--- EXCERPTED PASSAGE Enclosed Below ---

Bonnie Stabile, Director
Governor Northam has designated Juneteenth as a holiday in the Commonwealth of Virginia, where our Gender and Policy Center at the Schar School of Policy and Government resides, and George Mason University leadership has declared this day to be an opportunity for reflection, awareness, understanding and education. That sense of purpose will not end for us on this day. It will carry us forward, as it reflects our mission statement and is carried out in our research, and roster of ongoing events.
The day marks a celebration born of pain, in the wake of the recent death of George Floyd at the hands of police, and so many others who have suffered similar fates; and in the disproportionate impact of the pandemic along racial lines. Though our center is expressly focused on the investigation of the causes, effects and context of the underrepresentation of women in the public sphere, we well understand that all oppressions and violations of justice are overlapping and interrelated.
Kimberlé Crenshaw coined the term intersectionality in the 1980s to describe the intersection of race and gender as political and social identities. More recently she started the #SayHerName campaign to bring awareness to the plight of black women in the face of systemic and institutionalized racism, such as the unfathomable death of Sandra Bland while in police custody after a traffic stop in Texas in 2015.
Recent crises have exposed that the effects of inequality can be measured dramatically in the common public policy measures of morbidity and mortality. These are not mere clinical, bureaucratic terms – they make evident the disproportionate death and suffering of our citizens as determined by their race, gender and socioeconomic status – which violates our principles of justice and equity and threatens democratic principles.
Our scholarly work, in the classroom, and in our research, will continue to employ frameworks such as intersectionality and social construction that can help advance understanding. We commit to keeping an open mind to new evidence, viewpoints, voices and methodologies that can lead to better policy solutions.
To recognize the importance of this day, the Governor also urges us to celebrate the multitude of African American achievements. I am proud to say that, since the founding of our center in 2017, we have hosted an array of groundbreaking African American women whose work has made, and continues to make, a substantive difference in the lives of students and citizens.
Dr. Jenn Jackson, now on the faculty of the Maxwell School, spoke on a GAP panel on environmental deregulation where she emphasized the importance of acknowledging the tangible effects of policy and systemic processes on peoples lives.
Congresswoman Eleanor Holmes Norton, who has now represented the District of Columbia for 15 terms, spoke from the Schar School stage on the importance of increasing women’s representation in elected office.

--- End of Enclosed EXCERPTED PASSAGE ---

WORK ORDER 1:
Repeat the part of the Juneteenth statement starting with "Our scholarly work, in" and going on through "students and citizens.".
WORK ORDER 2:
Rewrite the paragraph of the Juneteenth statement that begins "Kimberlé Crenshaw coined" in fewer words, keeping its main facts.
The records have no connection to the Juneteenth statement.

--- EXCERPTED RECORDS Enclosed Below ---

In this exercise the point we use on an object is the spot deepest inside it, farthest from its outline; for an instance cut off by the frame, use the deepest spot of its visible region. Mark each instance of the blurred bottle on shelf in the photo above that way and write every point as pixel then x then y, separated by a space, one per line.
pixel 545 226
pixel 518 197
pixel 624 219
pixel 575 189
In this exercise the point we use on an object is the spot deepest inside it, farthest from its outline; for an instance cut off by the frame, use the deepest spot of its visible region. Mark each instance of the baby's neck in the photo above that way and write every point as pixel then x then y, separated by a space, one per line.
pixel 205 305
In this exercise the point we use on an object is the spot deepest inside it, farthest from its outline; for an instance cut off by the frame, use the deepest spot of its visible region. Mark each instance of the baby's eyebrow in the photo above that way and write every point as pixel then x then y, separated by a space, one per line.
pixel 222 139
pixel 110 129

--- End of Enclosed EXCERPTED RECORDS ---

WRITTEN SOLUTION 1:
Our scholarly work, in the classroom, and in our research, will continue to employ frameworks such as intersectionality and social construction that can help advance understanding. We commit to keeping an open mind to new evidence, viewpoints, voices and methodologies that can lead to better policy solutions.
To recognize the importance of this day, the Governor also urges us to celebrate the multitude of African American achievements. I am proud to say that, since the founding of our center in 2017, we have hosted an array of groundbreaking African American women whose work has made, and continues to make, a substantive difference in the lives of students and citizens.

WRITTEN SOLUTION 2:
In the 1980s, Kimberlé Crenshaw coined "intersectionality" for the intersection of race and gender as political and social identities. She later started the #SayHerName campaign to raise awareness of black women facing systemic and institutionalized racism. One example is Sandra Bland, who died in police custody after a 2015 traffic stop in Texas.